TO-DO LIST:
[1] Please extract the passage of the forum thread on sponsor income and employer contact from "Yes, such as" up to and including "about your job.".
[2] Continue the forum thread on sponsor income and employer contact from the point where it stops.

EXTRACT:
*****
Yes, but it's the total resources available that will be considered, so the sum of his income, his savings, your pay and savings.



> And when talking about whether or not my sponsor gives to family or dependants-is this over and above regular day to day living expenses in our family?


Yes, such as maintenance for children from previous marriage or relationship, elderly parents etc.



> I have only disclosed my intention to leave the country to my union rep at work-can I list them as contact for employer? Up until a month ago they also happened to be my direct line manager. I just don't want to tell my work unless I know I am permitted to leave-I have been in this job for 12 years.


You cann't withold contact details for your employers, or prevent UKBA from contacting them for clarifications. But they will only do so if there is a query about your job.



> When it asks for the total monthly income from all sources-are we combining our income? Also-later it asks for the sponsors income- would that be individual or combined? Am I including monthly, quarterly tax benefits such as Child Tax benefit, tax rebates? Technically it isn't "income" more an "entitlement based on income"...but will show up on my bank statements. Also, we are regularly reimbursed for purchased health care services through a fund that we qualified for-does this need to be explained or claimed? These too will show up on bank statements.
*****
GIVEN RECORDS:
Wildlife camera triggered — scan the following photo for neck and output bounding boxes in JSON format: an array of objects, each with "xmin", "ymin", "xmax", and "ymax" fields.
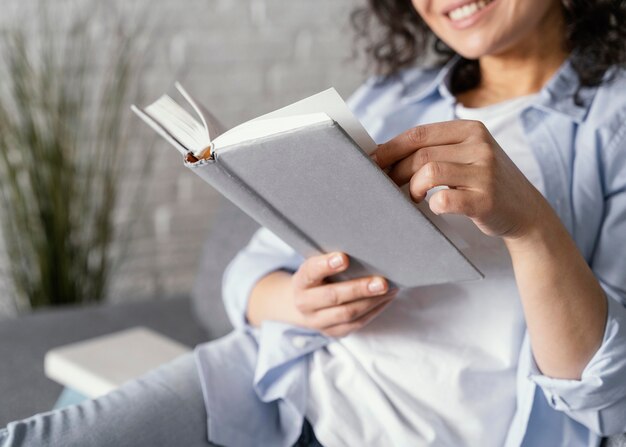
[{"xmin": 458, "ymin": 4, "xmax": 568, "ymax": 107}]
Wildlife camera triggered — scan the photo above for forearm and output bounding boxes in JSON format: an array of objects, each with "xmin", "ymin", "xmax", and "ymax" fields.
[
  {"xmin": 506, "ymin": 205, "xmax": 607, "ymax": 379},
  {"xmin": 246, "ymin": 270, "xmax": 296, "ymax": 326}
]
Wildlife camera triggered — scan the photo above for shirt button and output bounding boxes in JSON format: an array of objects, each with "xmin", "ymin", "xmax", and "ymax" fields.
[{"xmin": 291, "ymin": 335, "xmax": 309, "ymax": 349}]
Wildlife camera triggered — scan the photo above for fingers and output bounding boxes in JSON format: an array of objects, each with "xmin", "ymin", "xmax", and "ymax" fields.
[
  {"xmin": 293, "ymin": 252, "xmax": 349, "ymax": 289},
  {"xmin": 388, "ymin": 143, "xmax": 480, "ymax": 186},
  {"xmin": 309, "ymin": 289, "xmax": 398, "ymax": 331},
  {"xmin": 374, "ymin": 120, "xmax": 489, "ymax": 169},
  {"xmin": 295, "ymin": 276, "xmax": 389, "ymax": 313},
  {"xmin": 428, "ymin": 189, "xmax": 482, "ymax": 218},
  {"xmin": 409, "ymin": 161, "xmax": 480, "ymax": 202},
  {"xmin": 322, "ymin": 291, "xmax": 397, "ymax": 337}
]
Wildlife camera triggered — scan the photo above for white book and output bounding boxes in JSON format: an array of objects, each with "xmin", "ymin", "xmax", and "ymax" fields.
[
  {"xmin": 44, "ymin": 327, "xmax": 190, "ymax": 398},
  {"xmin": 132, "ymin": 84, "xmax": 482, "ymax": 287}
]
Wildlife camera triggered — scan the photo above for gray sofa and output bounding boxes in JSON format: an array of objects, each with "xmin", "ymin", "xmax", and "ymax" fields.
[{"xmin": 0, "ymin": 201, "xmax": 626, "ymax": 447}]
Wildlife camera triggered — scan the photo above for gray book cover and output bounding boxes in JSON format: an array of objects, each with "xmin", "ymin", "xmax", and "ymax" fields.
[{"xmin": 185, "ymin": 120, "xmax": 482, "ymax": 287}]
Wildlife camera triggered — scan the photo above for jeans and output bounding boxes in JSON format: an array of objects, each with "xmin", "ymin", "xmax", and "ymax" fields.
[{"xmin": 0, "ymin": 353, "xmax": 320, "ymax": 447}]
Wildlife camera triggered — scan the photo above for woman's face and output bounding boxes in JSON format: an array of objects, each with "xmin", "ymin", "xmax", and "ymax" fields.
[{"xmin": 412, "ymin": 0, "xmax": 562, "ymax": 59}]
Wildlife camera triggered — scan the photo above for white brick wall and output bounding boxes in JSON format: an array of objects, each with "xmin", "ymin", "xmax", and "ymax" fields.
[{"xmin": 0, "ymin": 0, "xmax": 364, "ymax": 317}]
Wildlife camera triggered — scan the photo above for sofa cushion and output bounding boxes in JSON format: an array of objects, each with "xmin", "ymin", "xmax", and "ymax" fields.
[
  {"xmin": 0, "ymin": 297, "xmax": 210, "ymax": 427},
  {"xmin": 191, "ymin": 198, "xmax": 260, "ymax": 337}
]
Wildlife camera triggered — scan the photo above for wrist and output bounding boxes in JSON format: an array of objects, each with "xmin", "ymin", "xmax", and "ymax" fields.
[{"xmin": 503, "ymin": 199, "xmax": 568, "ymax": 254}]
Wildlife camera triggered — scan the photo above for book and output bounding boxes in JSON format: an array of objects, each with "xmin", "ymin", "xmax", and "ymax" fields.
[
  {"xmin": 132, "ymin": 83, "xmax": 482, "ymax": 287},
  {"xmin": 44, "ymin": 327, "xmax": 190, "ymax": 399}
]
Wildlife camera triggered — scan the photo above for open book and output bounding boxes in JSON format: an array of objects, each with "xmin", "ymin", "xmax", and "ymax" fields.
[{"xmin": 132, "ymin": 84, "xmax": 482, "ymax": 287}]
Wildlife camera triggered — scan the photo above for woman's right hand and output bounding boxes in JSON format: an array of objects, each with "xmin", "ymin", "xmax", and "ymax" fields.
[{"xmin": 291, "ymin": 252, "xmax": 398, "ymax": 337}]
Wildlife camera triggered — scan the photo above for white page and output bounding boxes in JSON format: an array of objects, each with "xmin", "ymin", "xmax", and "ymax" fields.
[
  {"xmin": 213, "ymin": 112, "xmax": 332, "ymax": 153},
  {"xmin": 252, "ymin": 87, "xmax": 377, "ymax": 154}
]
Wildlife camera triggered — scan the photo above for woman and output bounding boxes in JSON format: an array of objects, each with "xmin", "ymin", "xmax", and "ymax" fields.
[{"xmin": 0, "ymin": 0, "xmax": 626, "ymax": 446}]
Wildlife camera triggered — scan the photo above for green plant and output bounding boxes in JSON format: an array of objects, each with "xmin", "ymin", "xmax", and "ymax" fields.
[{"xmin": 0, "ymin": 2, "xmax": 145, "ymax": 308}]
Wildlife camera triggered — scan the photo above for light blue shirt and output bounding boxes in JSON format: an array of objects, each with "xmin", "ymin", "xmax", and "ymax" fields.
[{"xmin": 195, "ymin": 61, "xmax": 626, "ymax": 446}]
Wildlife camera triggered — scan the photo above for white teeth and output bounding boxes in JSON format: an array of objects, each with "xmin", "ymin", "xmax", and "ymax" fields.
[{"xmin": 448, "ymin": 0, "xmax": 493, "ymax": 20}]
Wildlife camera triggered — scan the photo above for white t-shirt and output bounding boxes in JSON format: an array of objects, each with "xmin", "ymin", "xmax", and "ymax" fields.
[{"xmin": 306, "ymin": 96, "xmax": 543, "ymax": 447}]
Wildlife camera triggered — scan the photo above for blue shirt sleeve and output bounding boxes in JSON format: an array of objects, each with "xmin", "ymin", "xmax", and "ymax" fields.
[
  {"xmin": 522, "ymin": 119, "xmax": 626, "ymax": 436},
  {"xmin": 222, "ymin": 227, "xmax": 304, "ymax": 329}
]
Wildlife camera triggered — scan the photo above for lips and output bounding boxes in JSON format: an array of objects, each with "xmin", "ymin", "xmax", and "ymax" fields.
[{"xmin": 443, "ymin": 0, "xmax": 495, "ymax": 22}]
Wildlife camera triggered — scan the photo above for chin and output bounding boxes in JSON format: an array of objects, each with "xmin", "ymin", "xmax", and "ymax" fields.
[{"xmin": 436, "ymin": 38, "xmax": 492, "ymax": 59}]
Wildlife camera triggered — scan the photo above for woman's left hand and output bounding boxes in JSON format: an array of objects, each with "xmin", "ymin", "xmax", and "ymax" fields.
[{"xmin": 371, "ymin": 120, "xmax": 549, "ymax": 239}]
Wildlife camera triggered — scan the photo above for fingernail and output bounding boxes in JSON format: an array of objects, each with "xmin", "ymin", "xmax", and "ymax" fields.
[
  {"xmin": 328, "ymin": 255, "xmax": 343, "ymax": 269},
  {"xmin": 367, "ymin": 278, "xmax": 385, "ymax": 293}
]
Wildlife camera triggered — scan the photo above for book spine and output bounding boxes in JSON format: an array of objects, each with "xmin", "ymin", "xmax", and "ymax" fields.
[{"xmin": 185, "ymin": 154, "xmax": 323, "ymax": 257}]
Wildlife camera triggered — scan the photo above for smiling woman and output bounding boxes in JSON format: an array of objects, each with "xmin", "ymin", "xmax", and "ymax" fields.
[{"xmin": 0, "ymin": 0, "xmax": 626, "ymax": 447}]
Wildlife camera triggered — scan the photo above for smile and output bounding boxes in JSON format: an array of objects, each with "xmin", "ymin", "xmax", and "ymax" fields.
[{"xmin": 447, "ymin": 0, "xmax": 495, "ymax": 22}]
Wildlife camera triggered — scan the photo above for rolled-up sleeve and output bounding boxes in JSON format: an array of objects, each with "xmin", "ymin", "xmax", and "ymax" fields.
*****
OUTPUTS IN ORDER:
[1]
Yes, such as maintenance for children from previous marriage or relationship, elderly parents etc.



> I have only disclosed my intention to leave the country to my union rep at work-can I list them as contact for employer? Up until a month ago they also happened to be my direct line manager. I just don't want to tell my work unless I know I am permitted to leave-I have been in this job for 12 years.


You cann't withold contact details for your employers, or prevent UKBA from contacting them for clarifications. But they will only do so if there is a query about your job.

[2]
Normally you declare only your own income even if you currently live together abroad. You can include rebates etc. You can just add a note to your statement what the individual items are, once only if they are recurring.



> I have no idea how to break down how much is spent on living expenses or amount used to support family members or other dependants-assuming this is referring to my immediate family.


Family members and dependants here refer to those who don't live with you.



> I don't receive any "income" from other family members or friends, but depending on how I answer the above questions-this one could change to "yes, my husbands income is -------".


You don't include anything you receive from your husband. 



> And finally - I have seen here that people include a write up giving more details on anything that may need explanation-When it asks at the end of the form if there is any other information to be considered, am I ok to say "Please refer to attached explanation"? I know that I haven't attached anything to the online form, but I have to send my package with all of that information. What have others said there? The space is limited on that form.


That will be fine, specifying attached note or letter in the supporting documents. 



> I am having a hard time knowing what they are looking for here. It is all left open to interpretation. This form is alot more intimidating than I expected it to be. I haven't anything to hide, but certainly don't want to screw anything up with a naive answer ... *sigh*


It isn't as difficult as it sounds, because a lot is common sense. Just think logically through the questions.


----------



## MLH (Jan 22, 2012)

*bows down to the expat forum god(dess?)"

Panic definitely skews the perception

Thanks for your prompt and helpful response-as always Joppa.


----------



## Team Stephenson (Jan 12, 2012)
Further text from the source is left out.